Begin

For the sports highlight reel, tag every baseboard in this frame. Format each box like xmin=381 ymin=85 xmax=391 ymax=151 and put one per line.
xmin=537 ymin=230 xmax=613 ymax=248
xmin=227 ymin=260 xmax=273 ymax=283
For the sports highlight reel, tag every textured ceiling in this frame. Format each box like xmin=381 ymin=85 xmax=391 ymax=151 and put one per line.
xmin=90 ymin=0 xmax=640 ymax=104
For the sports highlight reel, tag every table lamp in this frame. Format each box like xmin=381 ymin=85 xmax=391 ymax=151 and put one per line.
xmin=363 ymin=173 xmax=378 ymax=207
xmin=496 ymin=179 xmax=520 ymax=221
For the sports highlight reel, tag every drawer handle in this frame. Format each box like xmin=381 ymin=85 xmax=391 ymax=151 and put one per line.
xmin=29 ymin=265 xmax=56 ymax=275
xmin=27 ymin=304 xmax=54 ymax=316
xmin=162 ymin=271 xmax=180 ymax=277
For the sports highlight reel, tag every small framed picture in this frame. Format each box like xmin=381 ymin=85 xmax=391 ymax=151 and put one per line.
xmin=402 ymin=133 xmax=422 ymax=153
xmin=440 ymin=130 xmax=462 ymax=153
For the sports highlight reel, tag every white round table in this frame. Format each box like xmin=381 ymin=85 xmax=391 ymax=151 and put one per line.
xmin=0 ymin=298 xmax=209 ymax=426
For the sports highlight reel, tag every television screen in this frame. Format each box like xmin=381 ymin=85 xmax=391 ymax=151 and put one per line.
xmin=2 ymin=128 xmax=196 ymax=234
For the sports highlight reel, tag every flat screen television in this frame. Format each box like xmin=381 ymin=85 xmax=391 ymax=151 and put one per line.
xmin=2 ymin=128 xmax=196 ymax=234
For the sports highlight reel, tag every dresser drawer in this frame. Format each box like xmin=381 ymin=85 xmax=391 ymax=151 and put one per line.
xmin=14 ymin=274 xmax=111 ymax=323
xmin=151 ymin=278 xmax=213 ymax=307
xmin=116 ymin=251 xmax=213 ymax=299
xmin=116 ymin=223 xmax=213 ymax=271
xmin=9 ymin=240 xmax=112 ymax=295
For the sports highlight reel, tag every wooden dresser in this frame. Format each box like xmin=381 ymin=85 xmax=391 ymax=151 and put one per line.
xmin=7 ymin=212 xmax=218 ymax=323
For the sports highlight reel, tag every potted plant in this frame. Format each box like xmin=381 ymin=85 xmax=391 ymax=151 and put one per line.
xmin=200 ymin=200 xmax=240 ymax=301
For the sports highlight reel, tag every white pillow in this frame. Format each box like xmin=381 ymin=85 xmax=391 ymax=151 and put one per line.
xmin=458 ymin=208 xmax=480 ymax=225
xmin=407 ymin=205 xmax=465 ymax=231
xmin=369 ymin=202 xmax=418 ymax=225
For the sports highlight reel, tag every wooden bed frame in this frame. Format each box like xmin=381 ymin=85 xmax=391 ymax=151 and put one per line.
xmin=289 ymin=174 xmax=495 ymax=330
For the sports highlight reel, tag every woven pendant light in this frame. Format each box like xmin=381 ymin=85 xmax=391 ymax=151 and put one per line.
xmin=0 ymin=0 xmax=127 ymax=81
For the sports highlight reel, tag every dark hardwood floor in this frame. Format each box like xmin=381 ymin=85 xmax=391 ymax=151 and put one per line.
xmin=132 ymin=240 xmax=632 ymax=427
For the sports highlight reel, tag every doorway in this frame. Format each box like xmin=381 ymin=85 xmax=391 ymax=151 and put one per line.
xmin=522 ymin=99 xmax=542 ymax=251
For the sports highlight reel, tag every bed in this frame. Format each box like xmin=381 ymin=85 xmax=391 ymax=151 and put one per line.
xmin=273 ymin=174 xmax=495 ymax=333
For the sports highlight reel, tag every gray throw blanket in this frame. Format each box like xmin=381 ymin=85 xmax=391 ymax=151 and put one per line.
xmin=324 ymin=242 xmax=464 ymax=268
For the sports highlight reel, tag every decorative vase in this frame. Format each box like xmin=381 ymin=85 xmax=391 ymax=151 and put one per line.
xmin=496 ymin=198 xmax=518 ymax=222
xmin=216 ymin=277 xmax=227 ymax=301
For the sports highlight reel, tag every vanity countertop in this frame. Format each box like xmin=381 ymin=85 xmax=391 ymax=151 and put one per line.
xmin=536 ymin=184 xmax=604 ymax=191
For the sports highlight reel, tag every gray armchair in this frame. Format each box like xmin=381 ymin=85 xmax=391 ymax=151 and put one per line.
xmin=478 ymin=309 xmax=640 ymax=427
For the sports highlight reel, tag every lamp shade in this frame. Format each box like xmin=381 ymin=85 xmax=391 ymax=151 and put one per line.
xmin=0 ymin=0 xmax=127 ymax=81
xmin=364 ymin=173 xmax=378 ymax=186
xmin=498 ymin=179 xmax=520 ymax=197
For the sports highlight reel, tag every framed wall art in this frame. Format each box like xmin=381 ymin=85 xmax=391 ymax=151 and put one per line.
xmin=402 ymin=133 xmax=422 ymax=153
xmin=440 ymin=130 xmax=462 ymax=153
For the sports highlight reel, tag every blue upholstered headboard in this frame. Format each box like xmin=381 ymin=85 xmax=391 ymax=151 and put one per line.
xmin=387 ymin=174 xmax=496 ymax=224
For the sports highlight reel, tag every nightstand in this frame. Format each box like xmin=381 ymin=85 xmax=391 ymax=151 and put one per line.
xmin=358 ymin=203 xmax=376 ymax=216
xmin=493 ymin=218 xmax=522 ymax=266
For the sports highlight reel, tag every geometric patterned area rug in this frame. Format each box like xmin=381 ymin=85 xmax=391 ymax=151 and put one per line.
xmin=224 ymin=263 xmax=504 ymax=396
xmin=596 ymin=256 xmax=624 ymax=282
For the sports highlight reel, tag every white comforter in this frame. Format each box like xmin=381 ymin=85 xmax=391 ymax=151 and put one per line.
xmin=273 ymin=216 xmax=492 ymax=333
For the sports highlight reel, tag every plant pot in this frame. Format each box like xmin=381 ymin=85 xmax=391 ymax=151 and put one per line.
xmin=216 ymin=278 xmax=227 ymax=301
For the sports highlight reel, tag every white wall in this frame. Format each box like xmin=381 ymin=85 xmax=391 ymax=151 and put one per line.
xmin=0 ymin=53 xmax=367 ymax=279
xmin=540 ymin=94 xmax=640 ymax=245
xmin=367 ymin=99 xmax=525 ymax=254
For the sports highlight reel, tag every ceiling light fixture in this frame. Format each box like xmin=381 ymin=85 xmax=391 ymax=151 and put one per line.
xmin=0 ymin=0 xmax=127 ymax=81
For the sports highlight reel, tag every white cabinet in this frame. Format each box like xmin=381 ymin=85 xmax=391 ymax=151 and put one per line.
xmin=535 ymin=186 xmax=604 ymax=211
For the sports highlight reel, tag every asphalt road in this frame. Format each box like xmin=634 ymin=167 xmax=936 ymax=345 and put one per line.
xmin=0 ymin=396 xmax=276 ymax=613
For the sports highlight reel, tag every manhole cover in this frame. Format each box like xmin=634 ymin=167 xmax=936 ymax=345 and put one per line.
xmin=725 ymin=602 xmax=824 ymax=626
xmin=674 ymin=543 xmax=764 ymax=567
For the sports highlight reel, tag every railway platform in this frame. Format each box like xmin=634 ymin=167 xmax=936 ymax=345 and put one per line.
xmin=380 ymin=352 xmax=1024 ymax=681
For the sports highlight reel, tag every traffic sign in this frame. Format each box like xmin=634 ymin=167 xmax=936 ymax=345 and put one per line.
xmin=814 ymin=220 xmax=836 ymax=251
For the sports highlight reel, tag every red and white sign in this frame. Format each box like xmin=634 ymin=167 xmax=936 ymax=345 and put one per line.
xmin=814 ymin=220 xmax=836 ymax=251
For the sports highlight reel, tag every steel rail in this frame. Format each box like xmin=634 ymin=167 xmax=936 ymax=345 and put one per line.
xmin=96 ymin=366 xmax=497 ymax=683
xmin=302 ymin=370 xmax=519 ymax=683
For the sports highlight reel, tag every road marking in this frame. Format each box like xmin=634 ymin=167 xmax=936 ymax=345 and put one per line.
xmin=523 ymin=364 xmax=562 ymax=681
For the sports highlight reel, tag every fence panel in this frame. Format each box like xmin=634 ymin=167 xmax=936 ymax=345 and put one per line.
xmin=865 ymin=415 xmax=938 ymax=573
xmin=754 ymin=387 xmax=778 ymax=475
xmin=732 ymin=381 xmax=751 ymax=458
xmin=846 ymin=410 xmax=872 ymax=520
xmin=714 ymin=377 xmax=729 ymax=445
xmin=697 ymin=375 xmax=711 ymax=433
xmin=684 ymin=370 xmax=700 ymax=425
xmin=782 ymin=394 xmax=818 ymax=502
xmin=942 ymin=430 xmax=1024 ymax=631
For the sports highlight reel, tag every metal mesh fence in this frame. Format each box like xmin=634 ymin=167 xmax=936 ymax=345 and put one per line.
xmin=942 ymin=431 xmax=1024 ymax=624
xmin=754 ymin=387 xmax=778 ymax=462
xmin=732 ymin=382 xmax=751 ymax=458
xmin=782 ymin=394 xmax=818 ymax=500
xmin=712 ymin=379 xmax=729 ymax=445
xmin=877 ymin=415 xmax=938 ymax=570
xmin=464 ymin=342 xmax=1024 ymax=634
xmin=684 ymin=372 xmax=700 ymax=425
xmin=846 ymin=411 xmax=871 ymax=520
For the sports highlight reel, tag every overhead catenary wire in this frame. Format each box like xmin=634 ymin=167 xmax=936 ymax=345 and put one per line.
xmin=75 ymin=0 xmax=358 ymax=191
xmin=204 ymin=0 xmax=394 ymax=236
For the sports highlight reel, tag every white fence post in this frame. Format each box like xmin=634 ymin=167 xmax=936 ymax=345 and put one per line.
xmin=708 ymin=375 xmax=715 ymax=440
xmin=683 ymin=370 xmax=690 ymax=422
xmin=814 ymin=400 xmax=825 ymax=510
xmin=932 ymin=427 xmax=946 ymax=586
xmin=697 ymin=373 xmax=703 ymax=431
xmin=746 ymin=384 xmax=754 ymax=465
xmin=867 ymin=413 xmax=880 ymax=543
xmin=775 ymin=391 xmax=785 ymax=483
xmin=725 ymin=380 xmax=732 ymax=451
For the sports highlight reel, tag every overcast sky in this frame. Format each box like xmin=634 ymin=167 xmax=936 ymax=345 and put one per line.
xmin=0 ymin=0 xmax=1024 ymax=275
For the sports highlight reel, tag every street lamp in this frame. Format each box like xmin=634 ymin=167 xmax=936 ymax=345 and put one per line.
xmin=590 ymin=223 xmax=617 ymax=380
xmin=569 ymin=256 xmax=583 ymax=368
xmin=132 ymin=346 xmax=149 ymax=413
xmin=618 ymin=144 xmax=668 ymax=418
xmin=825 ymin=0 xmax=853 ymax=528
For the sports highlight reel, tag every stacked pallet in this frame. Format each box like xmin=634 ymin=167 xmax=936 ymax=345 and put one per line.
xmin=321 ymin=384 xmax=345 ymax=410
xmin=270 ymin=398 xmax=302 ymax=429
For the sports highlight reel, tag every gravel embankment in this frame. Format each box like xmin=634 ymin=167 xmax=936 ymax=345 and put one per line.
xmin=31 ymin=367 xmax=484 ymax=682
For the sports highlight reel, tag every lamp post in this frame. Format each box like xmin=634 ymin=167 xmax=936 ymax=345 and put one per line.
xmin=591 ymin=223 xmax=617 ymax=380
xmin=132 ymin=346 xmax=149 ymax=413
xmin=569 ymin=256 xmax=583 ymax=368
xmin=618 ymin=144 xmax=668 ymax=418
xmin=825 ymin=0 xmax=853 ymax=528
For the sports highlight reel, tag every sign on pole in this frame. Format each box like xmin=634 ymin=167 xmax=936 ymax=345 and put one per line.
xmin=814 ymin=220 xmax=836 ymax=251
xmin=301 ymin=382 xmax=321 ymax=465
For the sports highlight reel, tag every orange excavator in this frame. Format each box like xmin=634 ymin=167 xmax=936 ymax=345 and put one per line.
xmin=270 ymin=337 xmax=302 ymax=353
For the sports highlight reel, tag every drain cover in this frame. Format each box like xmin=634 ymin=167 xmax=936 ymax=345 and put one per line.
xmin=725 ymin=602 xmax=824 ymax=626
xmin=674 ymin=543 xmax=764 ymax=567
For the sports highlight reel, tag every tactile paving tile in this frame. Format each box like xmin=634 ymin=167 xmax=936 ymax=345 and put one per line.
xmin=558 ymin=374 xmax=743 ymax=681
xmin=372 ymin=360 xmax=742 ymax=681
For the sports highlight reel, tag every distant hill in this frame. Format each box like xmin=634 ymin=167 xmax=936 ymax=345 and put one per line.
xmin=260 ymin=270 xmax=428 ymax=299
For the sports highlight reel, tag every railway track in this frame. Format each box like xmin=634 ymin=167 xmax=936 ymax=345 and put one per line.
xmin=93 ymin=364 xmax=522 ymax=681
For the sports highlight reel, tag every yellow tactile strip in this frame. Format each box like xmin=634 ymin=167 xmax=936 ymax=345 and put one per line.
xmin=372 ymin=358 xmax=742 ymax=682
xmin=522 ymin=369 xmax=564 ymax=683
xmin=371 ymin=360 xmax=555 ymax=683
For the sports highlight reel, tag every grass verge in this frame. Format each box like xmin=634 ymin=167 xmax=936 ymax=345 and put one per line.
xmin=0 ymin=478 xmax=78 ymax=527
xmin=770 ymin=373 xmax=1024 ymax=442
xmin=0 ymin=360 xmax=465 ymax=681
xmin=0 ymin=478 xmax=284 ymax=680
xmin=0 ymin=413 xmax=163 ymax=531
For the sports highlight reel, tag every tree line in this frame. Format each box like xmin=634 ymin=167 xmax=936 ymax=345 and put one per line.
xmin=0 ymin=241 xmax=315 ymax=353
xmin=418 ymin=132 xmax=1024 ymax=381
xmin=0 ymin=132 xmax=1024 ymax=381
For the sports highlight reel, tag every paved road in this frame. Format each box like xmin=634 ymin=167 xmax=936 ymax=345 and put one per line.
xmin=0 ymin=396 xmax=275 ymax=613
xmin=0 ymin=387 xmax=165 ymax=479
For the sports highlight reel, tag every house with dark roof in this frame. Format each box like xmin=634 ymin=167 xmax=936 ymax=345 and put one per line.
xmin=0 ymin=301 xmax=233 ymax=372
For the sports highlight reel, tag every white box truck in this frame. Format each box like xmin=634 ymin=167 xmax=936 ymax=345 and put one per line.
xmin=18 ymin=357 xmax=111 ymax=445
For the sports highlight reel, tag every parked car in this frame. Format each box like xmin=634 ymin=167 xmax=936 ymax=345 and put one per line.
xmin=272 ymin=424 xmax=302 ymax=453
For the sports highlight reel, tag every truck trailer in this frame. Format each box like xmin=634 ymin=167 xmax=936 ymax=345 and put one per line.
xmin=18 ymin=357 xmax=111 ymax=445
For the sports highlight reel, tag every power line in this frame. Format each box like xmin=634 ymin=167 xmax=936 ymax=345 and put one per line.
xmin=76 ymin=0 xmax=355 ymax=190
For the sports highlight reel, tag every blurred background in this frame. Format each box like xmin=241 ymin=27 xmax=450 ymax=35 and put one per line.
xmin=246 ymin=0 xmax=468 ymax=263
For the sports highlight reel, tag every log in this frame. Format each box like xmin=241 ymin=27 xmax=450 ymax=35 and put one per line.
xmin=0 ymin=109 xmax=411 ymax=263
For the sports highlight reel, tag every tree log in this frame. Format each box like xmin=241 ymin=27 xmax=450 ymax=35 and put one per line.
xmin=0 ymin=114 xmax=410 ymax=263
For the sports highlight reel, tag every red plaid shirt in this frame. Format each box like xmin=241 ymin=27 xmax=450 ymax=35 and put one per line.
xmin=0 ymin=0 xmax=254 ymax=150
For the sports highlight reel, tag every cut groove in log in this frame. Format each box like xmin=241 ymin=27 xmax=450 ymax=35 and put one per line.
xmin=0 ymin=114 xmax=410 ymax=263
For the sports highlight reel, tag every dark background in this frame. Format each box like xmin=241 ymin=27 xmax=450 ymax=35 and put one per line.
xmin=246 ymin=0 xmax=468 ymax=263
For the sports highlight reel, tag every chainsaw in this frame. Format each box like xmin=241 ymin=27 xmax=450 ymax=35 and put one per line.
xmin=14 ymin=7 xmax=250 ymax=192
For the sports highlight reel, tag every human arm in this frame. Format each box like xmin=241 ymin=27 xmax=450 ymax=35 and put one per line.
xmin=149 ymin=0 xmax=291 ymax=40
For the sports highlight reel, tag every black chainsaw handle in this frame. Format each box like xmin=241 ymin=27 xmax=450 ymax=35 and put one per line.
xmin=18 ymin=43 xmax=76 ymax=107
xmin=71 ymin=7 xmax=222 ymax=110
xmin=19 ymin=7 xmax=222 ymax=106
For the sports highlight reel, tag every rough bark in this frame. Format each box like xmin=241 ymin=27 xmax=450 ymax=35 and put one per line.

End

● **GIVEN EXERCISE**
Count the lines in the records above that contain the string "ceiling". Give only the number.

● **SOLUTION TO THIS PROBLEM**
2